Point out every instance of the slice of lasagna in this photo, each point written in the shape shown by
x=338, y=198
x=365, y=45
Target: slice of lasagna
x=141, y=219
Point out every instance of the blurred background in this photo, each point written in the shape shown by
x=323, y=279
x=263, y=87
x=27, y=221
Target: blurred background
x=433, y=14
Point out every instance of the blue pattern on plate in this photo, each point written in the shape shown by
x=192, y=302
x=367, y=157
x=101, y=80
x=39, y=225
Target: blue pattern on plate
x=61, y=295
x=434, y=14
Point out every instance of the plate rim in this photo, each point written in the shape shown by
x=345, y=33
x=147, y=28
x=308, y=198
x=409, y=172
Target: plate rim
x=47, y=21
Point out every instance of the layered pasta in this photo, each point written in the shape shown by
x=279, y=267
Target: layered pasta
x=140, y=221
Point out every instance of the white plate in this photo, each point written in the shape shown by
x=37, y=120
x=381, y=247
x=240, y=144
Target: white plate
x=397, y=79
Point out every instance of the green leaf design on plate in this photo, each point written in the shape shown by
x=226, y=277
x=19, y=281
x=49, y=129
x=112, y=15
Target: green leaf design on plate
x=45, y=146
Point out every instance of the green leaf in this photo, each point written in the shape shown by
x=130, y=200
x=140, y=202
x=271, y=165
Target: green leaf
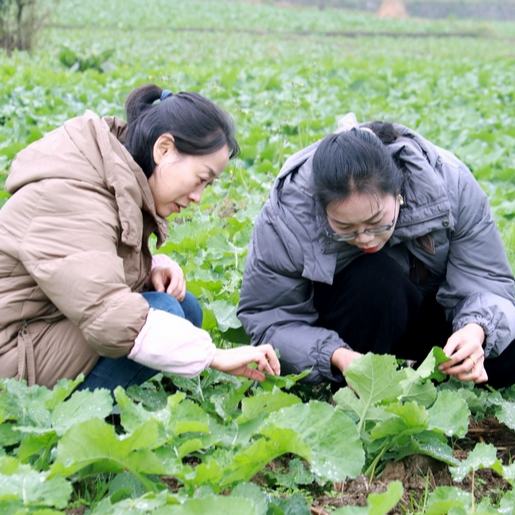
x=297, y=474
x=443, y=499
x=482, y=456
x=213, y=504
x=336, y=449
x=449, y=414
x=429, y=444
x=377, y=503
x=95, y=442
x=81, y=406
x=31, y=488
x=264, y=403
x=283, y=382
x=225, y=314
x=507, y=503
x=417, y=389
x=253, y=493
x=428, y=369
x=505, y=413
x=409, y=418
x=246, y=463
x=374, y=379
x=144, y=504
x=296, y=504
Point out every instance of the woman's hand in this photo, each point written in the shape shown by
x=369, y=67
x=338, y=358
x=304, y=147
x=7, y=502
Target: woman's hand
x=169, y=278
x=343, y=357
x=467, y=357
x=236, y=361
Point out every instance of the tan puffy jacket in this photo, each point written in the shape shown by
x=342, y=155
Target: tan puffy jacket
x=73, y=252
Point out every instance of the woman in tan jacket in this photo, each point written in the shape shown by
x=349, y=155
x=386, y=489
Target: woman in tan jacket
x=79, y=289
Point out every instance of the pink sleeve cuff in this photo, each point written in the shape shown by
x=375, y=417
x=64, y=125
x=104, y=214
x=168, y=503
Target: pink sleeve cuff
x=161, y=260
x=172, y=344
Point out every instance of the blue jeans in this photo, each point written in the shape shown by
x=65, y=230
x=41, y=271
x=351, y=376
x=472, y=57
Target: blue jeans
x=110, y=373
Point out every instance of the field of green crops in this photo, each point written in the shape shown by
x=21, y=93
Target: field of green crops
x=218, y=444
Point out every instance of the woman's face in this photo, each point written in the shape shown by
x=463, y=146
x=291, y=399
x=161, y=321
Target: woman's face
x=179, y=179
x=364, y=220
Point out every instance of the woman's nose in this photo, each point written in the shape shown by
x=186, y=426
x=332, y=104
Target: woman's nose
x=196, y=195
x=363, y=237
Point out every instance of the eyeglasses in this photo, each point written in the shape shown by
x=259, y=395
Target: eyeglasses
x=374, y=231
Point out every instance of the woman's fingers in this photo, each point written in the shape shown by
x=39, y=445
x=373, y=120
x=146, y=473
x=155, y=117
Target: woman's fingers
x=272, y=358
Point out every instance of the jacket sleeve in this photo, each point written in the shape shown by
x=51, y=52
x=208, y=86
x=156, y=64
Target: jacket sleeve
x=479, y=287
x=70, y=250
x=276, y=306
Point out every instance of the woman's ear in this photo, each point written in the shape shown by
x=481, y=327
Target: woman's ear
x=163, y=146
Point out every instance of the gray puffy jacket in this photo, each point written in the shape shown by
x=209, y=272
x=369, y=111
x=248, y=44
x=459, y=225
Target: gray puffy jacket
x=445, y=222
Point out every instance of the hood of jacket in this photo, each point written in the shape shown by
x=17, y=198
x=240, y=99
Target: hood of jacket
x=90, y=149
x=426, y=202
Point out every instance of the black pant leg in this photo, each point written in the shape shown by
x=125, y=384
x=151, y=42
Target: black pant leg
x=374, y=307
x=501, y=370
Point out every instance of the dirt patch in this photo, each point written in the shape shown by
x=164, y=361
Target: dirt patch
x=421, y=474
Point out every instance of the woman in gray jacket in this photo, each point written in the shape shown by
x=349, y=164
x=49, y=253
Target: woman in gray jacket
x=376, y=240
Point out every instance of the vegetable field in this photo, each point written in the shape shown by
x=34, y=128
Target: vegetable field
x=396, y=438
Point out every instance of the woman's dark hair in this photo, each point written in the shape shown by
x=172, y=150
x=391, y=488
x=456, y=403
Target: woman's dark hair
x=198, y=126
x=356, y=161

==

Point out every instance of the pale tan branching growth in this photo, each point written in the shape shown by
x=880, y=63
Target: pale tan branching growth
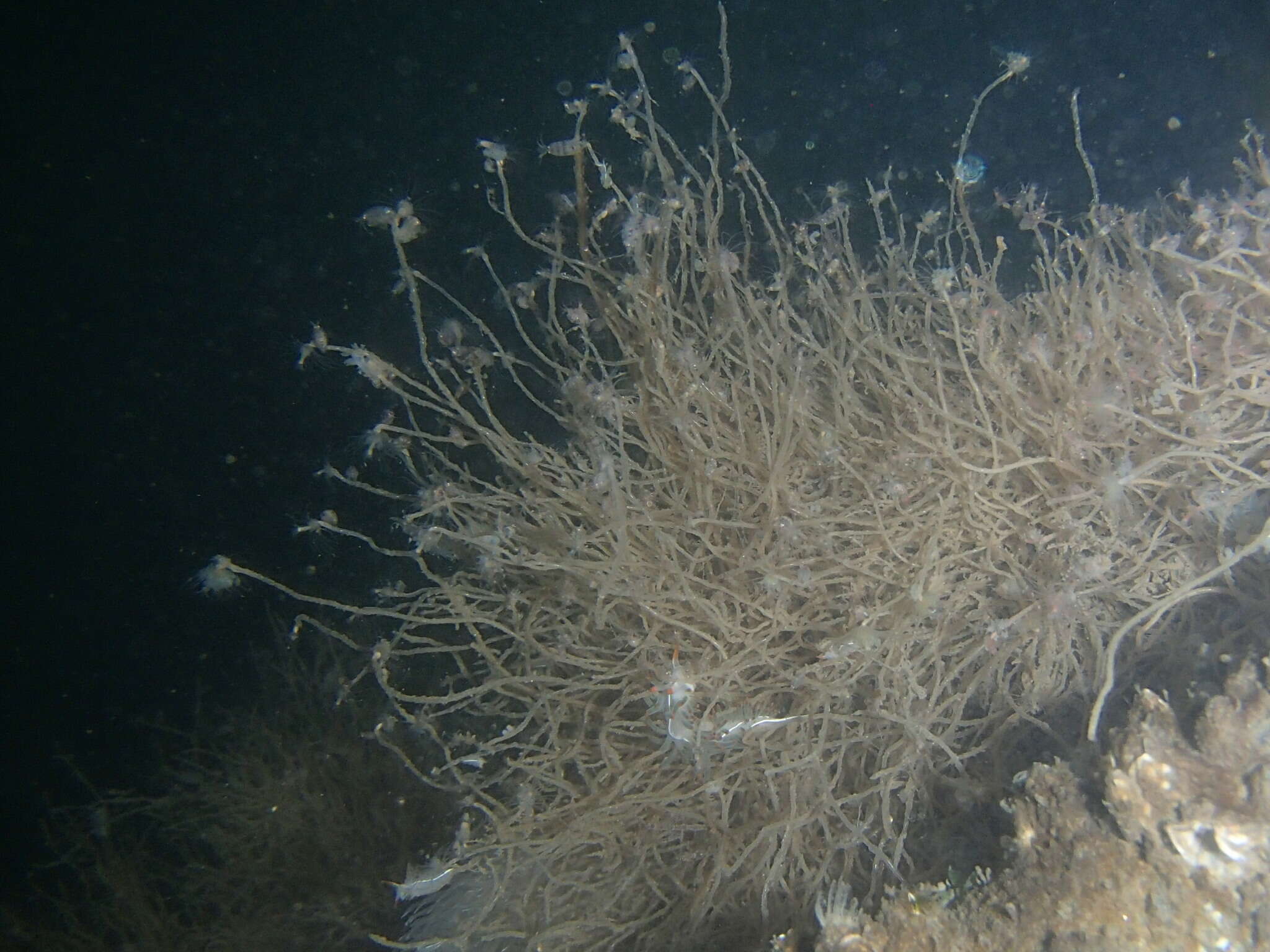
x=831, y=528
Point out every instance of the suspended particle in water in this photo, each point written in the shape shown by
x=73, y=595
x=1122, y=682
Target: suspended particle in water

Work to complete
Reply with one number, the count of lines in the records that include the word "suspended".

Answer section
2